# Job 1
Answer these questions about the forum thread below, one answer per line:
(a) According to biga, what gets to go camping too?
(b) What does summergames84 get to take along everywhere?
(c) Under the awning, what does mswalt relax in?

# Reading text
# Favorite Thing?



## 4ME (Sep 11, 2006)

What's your favorite thing about your Outback?

Hard for me to choose between the Heat and Hot water.I guess I pick the hot water.
What a luxury coming from a tent/pop-up/backpacking.

Favorite mod is the TV though! ....Let someone else younger rough-it!


----------



## Mgonzo2u (Aug 3, 2004)

A nice bed

I don't care if its hot or cold out, as long as the bed is ready for me to crash, camping is great.

No more uneven ground with rocks in my back like back in the stone age when I use to tent camp.


----------



## watervalleykampers (Jan 16, 2007)

We actually haven't camped in our Outback yet (maiden voyage this weekend...yay!) but I think I can safely say that having a bathroom will be my favorite thing. No more going outside during the night to use the 'facilities'.









Cheryl


----------



## happycampers (Sep 18, 2006)

I must say it has to be the bathroom. That was are main reason from
the tent trailer to our outback. The extra room inside is a added bonus


----------



## RizFam (Feb 25, 2006)

#1. Being able to wash my hands with warm soap & water .......... alot.









#2. The bathroom.....*esp at 2am * & when it is raining







& or cold out.









Tami


----------



## N7OQ (Jun 10, 2006)

RizFam said:


> #1. Being able to wash my hands with warm soap & water .......... alot.
> 
> 
> 
> ...


X2

Plus staying dry in the rain and cool in the summer

Besides getting a cold drink form the frig, getting ice cream too









Being associated with a great group called Outbackers.


----------



## Campforthenight (Apr 1, 2007)

Inside Privy. Its the only way to go.


----------



## GoVols (Oct 7, 2005)

Don't have to crank up the roof and worry with all that canvas, AND have a ready-to-use bathroom at any time, any where on a trip!


----------



## biga (Apr 17, 2006)

The Bikes get to go camping too.


----------



## Brad1 (Jan 21, 2007)

I think most everyone will say Hot Water and potty. I totally agree. Just being able to do the dishes without having to heat some water. The bonus for me is this site for sure!!!


----------



## summergames84 (Mar 6, 2004)

Favorite thing? Being able to take our two big dogs with us everywhere we go.


----------



## mswalt (Sep 14, 2004)

Relaxing under the awning in my recliner.
Relaxing in the A/C on the sofa.

# Job 2
Give the lines of the records as a JSON list of strings, one string per line, leaving out blank lines. Start at the line that contains "as in (234,178)." and end with the last line of the records, including both.

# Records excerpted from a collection
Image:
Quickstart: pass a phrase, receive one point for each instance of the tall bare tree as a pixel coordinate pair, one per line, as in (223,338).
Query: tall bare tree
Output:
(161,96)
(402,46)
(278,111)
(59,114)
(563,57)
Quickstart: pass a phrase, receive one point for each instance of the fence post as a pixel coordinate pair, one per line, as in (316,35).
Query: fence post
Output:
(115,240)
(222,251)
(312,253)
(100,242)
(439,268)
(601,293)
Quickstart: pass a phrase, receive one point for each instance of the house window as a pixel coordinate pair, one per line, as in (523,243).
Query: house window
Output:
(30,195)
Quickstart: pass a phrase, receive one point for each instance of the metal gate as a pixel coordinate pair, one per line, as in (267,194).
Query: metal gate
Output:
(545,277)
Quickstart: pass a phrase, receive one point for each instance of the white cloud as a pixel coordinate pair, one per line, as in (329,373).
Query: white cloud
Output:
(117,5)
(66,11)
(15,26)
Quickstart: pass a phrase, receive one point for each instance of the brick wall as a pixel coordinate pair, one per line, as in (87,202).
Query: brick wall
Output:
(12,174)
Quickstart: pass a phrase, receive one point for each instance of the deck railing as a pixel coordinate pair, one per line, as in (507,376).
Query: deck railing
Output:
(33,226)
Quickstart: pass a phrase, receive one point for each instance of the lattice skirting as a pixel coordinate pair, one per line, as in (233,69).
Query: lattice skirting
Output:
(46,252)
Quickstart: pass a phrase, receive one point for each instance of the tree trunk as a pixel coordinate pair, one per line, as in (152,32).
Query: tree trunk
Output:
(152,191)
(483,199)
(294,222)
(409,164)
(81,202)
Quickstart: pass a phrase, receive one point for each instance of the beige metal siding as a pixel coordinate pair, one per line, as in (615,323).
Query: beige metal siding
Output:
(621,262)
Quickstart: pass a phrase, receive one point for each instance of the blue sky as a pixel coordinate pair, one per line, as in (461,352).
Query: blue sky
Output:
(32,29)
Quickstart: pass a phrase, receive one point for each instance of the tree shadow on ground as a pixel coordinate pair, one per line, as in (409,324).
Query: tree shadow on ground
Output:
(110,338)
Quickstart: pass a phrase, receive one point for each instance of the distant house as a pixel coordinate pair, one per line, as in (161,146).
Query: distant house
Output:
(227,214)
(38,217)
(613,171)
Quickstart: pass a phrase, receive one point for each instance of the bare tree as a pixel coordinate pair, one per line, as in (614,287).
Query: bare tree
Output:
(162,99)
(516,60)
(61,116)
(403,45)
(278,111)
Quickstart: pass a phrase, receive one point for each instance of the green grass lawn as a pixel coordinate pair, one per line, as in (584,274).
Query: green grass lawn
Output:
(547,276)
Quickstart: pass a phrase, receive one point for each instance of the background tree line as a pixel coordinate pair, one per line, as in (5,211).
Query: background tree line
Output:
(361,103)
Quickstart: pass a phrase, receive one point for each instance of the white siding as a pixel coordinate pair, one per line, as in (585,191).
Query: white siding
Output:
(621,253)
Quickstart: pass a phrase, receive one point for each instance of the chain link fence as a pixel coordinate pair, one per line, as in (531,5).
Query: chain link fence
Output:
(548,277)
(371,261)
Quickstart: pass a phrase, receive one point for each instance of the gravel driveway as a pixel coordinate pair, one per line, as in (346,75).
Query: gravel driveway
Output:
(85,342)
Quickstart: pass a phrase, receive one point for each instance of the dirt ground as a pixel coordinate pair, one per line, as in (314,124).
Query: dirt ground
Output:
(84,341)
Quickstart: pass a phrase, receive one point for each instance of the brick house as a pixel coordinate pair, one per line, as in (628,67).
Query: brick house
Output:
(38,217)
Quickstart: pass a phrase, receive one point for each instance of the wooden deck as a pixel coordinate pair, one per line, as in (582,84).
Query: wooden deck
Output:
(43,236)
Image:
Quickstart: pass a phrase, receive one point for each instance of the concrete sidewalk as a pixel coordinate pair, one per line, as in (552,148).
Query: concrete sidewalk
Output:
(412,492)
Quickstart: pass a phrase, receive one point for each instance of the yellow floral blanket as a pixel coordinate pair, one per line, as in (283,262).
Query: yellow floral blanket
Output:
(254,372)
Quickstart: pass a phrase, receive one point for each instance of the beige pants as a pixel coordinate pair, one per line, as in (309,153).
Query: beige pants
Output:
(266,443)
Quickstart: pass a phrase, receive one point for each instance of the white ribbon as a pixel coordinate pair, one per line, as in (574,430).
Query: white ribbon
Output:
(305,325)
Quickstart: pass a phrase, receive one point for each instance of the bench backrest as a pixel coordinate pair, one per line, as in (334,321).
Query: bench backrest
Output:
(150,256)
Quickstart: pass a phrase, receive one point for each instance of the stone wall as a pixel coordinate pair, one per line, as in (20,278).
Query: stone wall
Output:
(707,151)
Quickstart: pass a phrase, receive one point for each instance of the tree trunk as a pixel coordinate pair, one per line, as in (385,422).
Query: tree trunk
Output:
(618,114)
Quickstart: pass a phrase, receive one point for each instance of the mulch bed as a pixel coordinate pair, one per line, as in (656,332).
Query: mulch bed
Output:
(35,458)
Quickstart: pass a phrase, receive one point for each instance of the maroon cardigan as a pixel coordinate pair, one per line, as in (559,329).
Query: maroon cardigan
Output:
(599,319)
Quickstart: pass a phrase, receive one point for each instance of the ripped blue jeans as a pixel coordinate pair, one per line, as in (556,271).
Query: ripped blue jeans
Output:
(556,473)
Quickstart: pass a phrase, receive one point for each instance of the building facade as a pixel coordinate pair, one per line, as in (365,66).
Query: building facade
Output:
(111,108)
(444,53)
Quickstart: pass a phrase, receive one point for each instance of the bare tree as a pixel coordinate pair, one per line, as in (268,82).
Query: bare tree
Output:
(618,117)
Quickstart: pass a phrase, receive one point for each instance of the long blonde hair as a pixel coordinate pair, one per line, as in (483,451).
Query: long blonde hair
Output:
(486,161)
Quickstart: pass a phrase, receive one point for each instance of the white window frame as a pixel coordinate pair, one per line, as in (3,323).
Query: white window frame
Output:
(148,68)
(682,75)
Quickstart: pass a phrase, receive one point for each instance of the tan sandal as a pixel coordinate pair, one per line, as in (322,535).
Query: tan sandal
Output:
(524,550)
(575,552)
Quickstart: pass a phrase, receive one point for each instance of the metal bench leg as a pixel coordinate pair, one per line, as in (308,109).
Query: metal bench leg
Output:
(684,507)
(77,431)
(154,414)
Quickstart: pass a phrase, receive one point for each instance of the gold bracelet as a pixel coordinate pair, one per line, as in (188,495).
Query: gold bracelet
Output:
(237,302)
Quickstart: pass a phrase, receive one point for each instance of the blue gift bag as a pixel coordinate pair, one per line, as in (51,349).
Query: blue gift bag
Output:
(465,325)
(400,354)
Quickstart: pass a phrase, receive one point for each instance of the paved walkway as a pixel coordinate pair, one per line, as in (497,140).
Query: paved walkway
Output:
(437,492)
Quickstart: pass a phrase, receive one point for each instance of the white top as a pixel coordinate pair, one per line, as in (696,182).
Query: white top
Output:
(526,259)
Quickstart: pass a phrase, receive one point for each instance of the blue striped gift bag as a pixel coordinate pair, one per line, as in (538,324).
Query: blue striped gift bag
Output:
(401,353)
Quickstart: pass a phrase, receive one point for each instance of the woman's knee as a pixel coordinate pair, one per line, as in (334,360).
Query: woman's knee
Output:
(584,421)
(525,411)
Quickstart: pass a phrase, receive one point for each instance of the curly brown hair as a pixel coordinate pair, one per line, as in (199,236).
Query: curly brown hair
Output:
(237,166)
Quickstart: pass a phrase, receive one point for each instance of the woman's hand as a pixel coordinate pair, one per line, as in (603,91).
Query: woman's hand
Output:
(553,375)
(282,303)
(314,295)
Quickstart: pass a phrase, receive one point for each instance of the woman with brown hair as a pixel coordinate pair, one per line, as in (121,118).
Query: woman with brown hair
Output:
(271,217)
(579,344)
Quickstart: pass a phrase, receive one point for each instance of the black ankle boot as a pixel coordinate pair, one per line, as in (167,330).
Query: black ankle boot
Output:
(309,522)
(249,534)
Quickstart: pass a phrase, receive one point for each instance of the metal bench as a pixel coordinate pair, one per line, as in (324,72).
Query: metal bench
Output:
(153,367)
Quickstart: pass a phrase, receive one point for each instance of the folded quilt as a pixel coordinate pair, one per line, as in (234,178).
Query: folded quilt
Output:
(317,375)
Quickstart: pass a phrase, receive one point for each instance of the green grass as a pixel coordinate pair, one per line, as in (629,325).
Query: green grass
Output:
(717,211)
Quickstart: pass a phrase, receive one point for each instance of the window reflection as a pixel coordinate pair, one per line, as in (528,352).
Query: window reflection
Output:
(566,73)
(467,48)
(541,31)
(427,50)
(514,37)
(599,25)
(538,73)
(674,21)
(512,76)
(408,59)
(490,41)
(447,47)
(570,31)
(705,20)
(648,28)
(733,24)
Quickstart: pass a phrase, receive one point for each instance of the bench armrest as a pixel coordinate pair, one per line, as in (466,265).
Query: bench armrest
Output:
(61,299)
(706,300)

# Exercise response 1
(a) The bikes.
(b) Their two big dogs.
(c) A recliner.

# Exercise response 2
[
  "Quickstart: pass a phrase, receive one point for each instance of the folded quilt as a pixel coordinate pair, one per line, as in (234,178).",
  "Query: folded quilt",
  "Output:",
  "(317,375)",
  "Quickstart: pass a phrase, receive one point for each instance of the green grass as a pixel coordinate pair, one per line, as in (629,325).",
  "Query: green grass",
  "Output:",
  "(717,211)",
  "Quickstart: pass a phrase, receive one point for each instance of the window reflection as a pixel coordinate pair, one per line, as in (528,352).",
  "Query: window reflection",
  "Output:",
  "(566,73)",
  "(467,48)",
  "(541,31)",
  "(427,50)",
  "(514,37)",
  "(599,25)",
  "(538,73)",
  "(674,21)",
  "(512,76)",
  "(408,59)",
  "(490,41)",
  "(447,47)",
  "(570,31)",
  "(705,20)",
  "(648,28)",
  "(733,24)",
  "Quickstart: pass a phrase, receive one point for each instance of the bench armrest as a pixel coordinate pair, one per line, as in (466,265).",
  "Query: bench armrest",
  "Output:",
  "(61,299)",
  "(706,300)"
]